▸ Data provided:
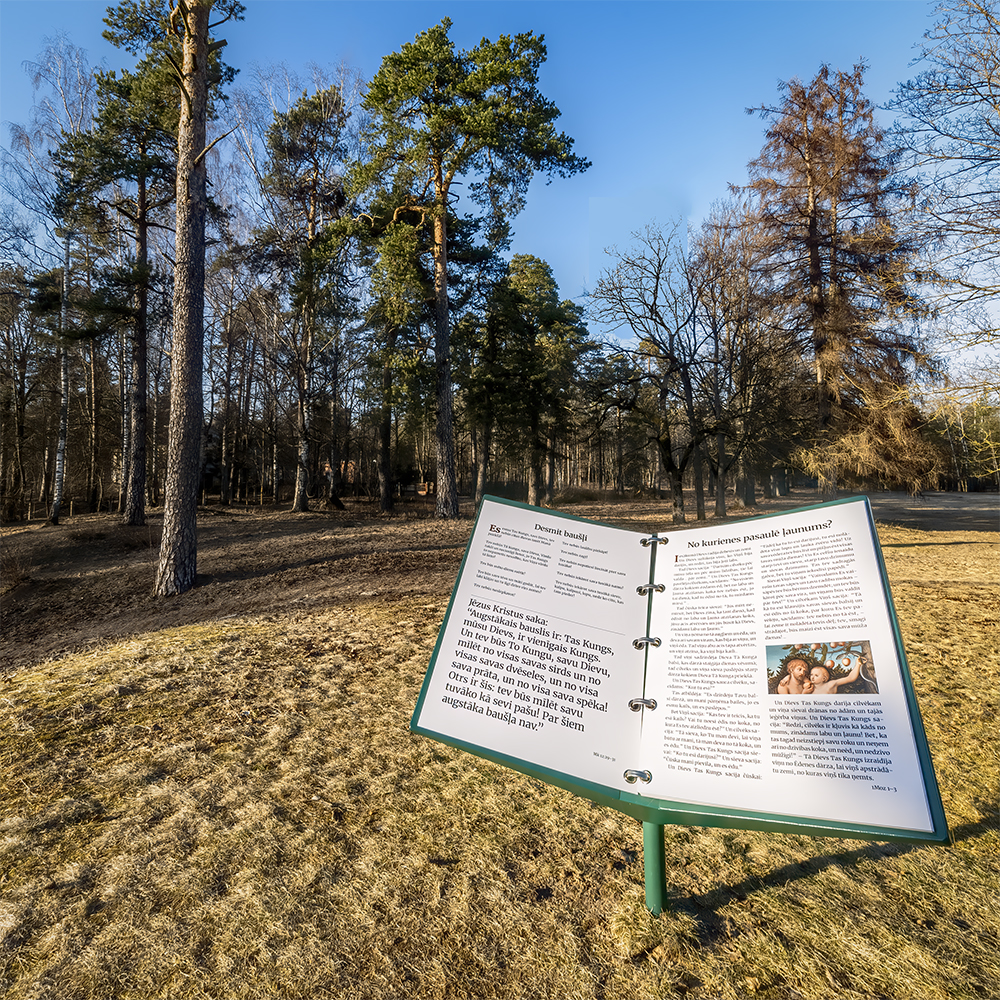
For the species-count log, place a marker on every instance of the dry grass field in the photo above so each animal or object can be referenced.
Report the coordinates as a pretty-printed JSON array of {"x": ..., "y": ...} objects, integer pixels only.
[{"x": 217, "y": 796}]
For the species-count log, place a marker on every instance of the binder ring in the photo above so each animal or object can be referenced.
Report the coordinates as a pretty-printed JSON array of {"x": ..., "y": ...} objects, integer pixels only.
[
  {"x": 638, "y": 704},
  {"x": 632, "y": 776}
]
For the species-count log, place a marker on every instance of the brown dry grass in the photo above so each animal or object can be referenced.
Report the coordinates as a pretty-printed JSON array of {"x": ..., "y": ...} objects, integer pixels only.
[{"x": 235, "y": 808}]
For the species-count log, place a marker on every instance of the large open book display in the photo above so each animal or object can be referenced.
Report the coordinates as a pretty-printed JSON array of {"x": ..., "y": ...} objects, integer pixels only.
[{"x": 747, "y": 675}]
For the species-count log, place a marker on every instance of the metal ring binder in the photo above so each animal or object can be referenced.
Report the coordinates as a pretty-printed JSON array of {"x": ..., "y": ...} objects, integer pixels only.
[
  {"x": 637, "y": 704},
  {"x": 652, "y": 540},
  {"x": 632, "y": 776}
]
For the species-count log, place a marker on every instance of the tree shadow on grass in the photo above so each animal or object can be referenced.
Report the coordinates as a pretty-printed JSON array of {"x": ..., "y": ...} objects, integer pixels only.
[{"x": 704, "y": 907}]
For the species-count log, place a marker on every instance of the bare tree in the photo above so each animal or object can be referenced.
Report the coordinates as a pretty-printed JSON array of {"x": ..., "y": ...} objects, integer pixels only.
[{"x": 824, "y": 180}]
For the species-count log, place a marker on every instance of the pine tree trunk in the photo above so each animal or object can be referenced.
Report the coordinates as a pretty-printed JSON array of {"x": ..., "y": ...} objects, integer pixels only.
[
  {"x": 179, "y": 545},
  {"x": 447, "y": 488},
  {"x": 60, "y": 476}
]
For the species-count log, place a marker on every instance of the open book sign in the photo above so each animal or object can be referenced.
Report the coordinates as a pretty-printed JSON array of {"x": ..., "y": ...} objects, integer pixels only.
[{"x": 748, "y": 675}]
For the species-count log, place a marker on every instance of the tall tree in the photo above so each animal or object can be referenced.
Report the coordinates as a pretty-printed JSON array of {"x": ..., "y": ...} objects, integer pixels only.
[
  {"x": 444, "y": 113},
  {"x": 128, "y": 163},
  {"x": 825, "y": 180},
  {"x": 950, "y": 125},
  {"x": 303, "y": 185},
  {"x": 182, "y": 32},
  {"x": 653, "y": 291}
]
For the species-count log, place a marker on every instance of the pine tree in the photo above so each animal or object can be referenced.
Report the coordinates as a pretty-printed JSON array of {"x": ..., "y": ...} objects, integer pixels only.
[
  {"x": 825, "y": 181},
  {"x": 445, "y": 113}
]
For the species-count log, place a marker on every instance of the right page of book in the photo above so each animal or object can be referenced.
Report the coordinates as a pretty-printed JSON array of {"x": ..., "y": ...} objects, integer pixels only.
[{"x": 779, "y": 682}]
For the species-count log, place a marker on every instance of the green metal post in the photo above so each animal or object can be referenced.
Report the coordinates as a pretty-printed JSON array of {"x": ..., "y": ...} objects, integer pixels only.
[{"x": 655, "y": 865}]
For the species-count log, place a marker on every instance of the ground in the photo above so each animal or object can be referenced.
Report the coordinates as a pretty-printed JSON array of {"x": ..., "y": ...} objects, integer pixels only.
[
  {"x": 89, "y": 580},
  {"x": 218, "y": 795}
]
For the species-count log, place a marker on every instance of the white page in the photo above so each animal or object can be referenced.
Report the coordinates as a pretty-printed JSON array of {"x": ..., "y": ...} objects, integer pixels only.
[
  {"x": 536, "y": 658},
  {"x": 740, "y": 596}
]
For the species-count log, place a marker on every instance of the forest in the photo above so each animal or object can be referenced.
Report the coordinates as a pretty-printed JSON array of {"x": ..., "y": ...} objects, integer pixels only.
[{"x": 264, "y": 289}]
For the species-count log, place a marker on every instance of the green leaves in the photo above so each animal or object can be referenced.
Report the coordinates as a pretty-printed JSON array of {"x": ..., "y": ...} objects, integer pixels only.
[{"x": 447, "y": 113}]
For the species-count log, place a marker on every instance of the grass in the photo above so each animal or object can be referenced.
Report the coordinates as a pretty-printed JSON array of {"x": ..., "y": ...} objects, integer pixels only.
[{"x": 238, "y": 810}]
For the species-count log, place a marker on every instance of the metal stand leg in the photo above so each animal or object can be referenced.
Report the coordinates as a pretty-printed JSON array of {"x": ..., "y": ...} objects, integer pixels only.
[{"x": 655, "y": 865}]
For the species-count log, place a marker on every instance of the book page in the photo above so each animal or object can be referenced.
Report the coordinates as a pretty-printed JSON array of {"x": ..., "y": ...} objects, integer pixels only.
[
  {"x": 535, "y": 658},
  {"x": 779, "y": 682}
]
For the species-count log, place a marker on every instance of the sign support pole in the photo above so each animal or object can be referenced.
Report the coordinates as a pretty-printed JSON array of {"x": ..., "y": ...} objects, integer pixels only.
[{"x": 655, "y": 865}]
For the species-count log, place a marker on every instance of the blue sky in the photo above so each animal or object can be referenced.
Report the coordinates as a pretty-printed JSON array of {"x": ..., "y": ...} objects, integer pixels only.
[{"x": 653, "y": 92}]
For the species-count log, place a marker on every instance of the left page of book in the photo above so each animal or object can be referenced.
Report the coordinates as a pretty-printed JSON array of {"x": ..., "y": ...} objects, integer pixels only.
[{"x": 535, "y": 660}]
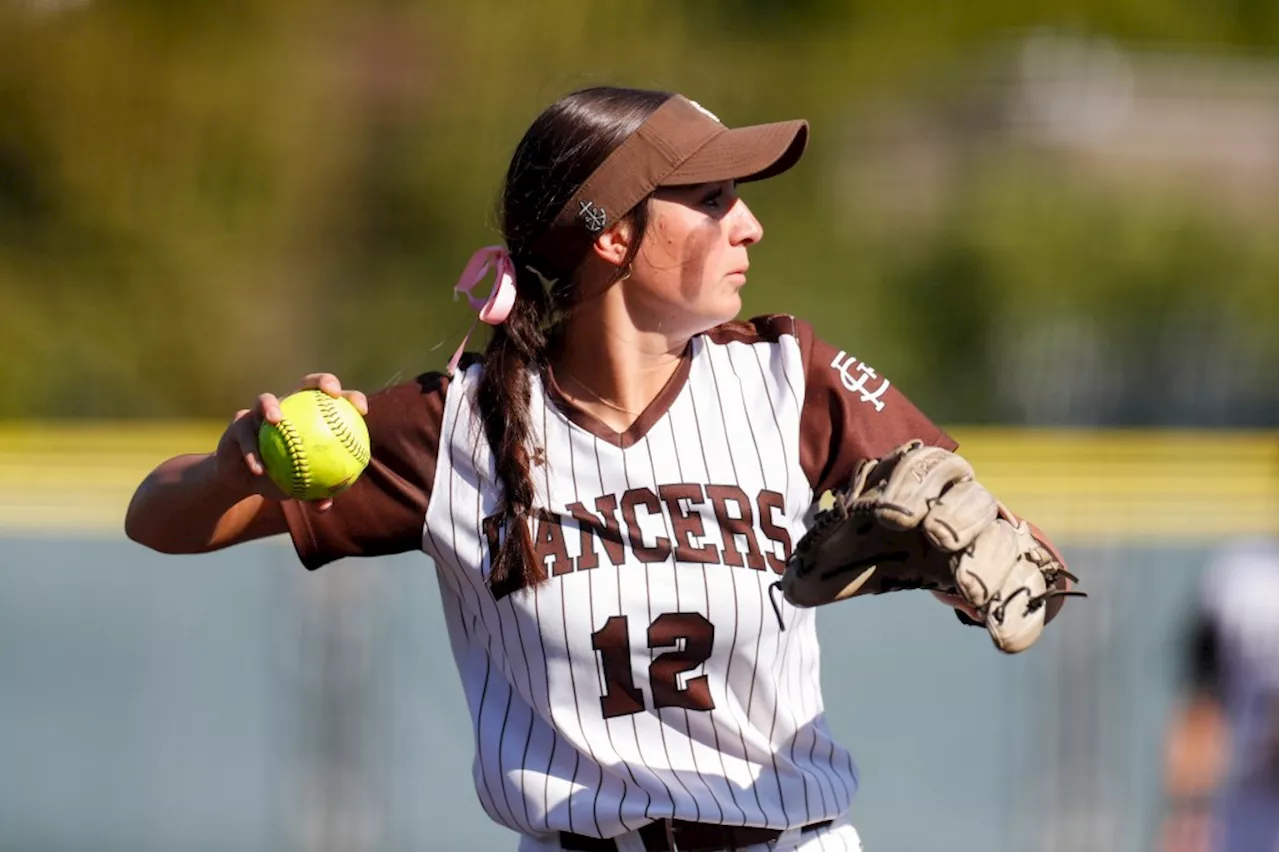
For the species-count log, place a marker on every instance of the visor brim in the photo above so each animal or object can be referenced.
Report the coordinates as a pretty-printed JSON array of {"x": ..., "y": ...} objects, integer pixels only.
[{"x": 745, "y": 154}]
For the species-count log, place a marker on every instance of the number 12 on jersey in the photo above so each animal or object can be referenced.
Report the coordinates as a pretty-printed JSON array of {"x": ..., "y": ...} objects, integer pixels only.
[{"x": 689, "y": 633}]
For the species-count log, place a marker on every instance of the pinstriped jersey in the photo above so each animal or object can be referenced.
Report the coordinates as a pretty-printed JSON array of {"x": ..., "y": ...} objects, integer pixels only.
[{"x": 656, "y": 672}]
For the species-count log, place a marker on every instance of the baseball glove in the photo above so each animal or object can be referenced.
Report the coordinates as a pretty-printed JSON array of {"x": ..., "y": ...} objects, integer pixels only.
[{"x": 918, "y": 520}]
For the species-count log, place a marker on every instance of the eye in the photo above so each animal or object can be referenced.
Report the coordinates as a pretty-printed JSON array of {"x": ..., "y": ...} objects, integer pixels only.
[{"x": 714, "y": 198}]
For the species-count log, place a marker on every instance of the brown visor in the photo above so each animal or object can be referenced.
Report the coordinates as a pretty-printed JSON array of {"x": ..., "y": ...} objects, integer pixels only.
[{"x": 681, "y": 143}]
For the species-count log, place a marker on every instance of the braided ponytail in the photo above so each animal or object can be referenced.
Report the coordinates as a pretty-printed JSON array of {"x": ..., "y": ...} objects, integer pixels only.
[
  {"x": 558, "y": 152},
  {"x": 503, "y": 398}
]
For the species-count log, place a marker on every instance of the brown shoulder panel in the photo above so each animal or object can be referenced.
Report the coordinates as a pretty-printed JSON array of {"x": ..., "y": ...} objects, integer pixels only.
[
  {"x": 759, "y": 329},
  {"x": 385, "y": 509},
  {"x": 851, "y": 413}
]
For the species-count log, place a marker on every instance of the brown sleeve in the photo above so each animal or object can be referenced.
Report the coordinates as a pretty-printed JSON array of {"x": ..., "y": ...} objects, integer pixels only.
[
  {"x": 851, "y": 413},
  {"x": 385, "y": 509}
]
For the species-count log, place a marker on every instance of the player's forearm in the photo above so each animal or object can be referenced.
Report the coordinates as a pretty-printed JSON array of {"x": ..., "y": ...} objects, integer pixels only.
[{"x": 186, "y": 507}]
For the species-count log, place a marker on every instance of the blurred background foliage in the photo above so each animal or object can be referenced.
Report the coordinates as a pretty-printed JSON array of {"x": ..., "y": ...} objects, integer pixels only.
[{"x": 1051, "y": 213}]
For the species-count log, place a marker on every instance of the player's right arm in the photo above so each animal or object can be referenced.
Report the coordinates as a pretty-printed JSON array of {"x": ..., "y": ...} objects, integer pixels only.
[{"x": 206, "y": 502}]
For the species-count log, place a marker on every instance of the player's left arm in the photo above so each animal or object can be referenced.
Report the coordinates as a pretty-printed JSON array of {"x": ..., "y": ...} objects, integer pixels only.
[{"x": 853, "y": 413}]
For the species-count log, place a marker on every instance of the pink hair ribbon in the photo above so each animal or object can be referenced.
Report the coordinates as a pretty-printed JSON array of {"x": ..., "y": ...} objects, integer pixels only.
[{"x": 496, "y": 308}]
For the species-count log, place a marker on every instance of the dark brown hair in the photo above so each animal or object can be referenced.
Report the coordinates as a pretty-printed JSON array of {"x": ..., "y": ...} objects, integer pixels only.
[{"x": 561, "y": 149}]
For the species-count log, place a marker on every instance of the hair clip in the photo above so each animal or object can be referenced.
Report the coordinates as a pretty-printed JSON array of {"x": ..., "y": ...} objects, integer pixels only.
[{"x": 593, "y": 216}]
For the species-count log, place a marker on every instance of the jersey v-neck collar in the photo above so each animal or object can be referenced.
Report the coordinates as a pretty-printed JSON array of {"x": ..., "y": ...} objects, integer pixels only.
[{"x": 653, "y": 412}]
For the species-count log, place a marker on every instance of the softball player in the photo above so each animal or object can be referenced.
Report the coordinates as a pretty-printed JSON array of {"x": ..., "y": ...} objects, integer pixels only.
[{"x": 608, "y": 494}]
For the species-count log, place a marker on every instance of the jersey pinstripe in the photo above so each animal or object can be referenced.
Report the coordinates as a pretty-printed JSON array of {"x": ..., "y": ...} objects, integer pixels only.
[{"x": 650, "y": 676}]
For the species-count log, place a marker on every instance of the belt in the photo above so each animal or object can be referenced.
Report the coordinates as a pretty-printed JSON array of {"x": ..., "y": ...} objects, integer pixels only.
[{"x": 679, "y": 836}]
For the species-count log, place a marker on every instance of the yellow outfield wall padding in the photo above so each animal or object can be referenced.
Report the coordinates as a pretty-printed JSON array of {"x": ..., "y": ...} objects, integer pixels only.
[{"x": 1080, "y": 486}]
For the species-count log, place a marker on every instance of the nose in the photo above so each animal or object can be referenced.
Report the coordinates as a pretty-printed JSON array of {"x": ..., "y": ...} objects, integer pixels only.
[{"x": 746, "y": 229}]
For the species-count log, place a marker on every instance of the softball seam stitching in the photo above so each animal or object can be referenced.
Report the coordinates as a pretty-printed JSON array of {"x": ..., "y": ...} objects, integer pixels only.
[
  {"x": 338, "y": 426},
  {"x": 300, "y": 472}
]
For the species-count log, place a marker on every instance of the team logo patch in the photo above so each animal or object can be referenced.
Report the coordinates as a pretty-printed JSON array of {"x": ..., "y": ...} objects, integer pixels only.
[{"x": 855, "y": 375}]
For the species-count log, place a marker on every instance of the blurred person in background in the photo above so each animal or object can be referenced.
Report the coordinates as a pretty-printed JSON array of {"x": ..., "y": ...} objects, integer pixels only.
[
  {"x": 1223, "y": 750},
  {"x": 632, "y": 683}
]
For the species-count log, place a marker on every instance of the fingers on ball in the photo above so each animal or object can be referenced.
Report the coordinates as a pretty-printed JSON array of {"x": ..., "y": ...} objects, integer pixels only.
[{"x": 325, "y": 381}]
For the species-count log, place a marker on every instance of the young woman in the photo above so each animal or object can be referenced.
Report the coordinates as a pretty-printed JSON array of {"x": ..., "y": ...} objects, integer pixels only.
[{"x": 608, "y": 495}]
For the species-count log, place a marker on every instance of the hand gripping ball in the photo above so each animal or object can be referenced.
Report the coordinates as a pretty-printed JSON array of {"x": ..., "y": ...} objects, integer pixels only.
[{"x": 318, "y": 449}]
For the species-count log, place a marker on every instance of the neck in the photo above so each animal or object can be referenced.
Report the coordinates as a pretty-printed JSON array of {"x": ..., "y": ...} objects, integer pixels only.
[{"x": 608, "y": 366}]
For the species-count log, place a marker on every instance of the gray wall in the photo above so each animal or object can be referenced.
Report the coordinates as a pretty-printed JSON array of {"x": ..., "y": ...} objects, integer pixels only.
[{"x": 234, "y": 701}]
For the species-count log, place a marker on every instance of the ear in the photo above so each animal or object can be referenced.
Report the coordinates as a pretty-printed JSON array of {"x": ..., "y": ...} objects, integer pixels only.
[{"x": 613, "y": 244}]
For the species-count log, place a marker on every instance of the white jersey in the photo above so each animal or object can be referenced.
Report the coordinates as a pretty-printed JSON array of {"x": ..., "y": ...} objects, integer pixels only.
[{"x": 657, "y": 672}]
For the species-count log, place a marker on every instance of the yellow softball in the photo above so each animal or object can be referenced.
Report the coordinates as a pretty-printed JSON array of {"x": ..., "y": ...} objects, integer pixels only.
[{"x": 318, "y": 449}]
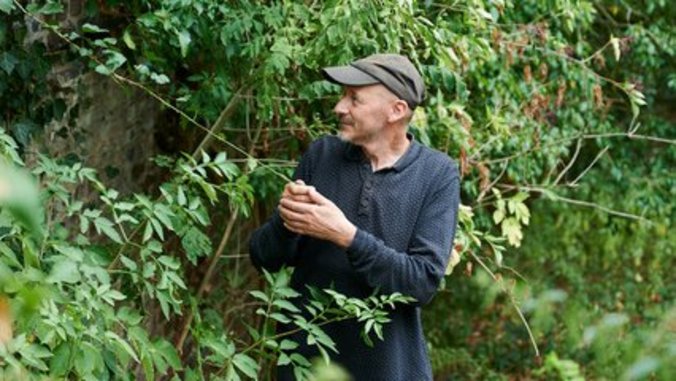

▸ Work item:
Above this instruction are the records; retype exactly the lines from the one containing "the brown dry" up to and including the one containing "of the large".

▸ Answer to this task:
For the species-count log, place a marker on every instance of the brown dry grass in the photo above so each animal or object can be referenced.
Report the coordinates as a pretty-printed JSON array of {"x": ..., "y": ...} objects, integer pixels only.
[{"x": 235, "y": 808}]
For the species-count log, place a marker on every instance of the large open book display in the photo above so each animal or object can be referenced.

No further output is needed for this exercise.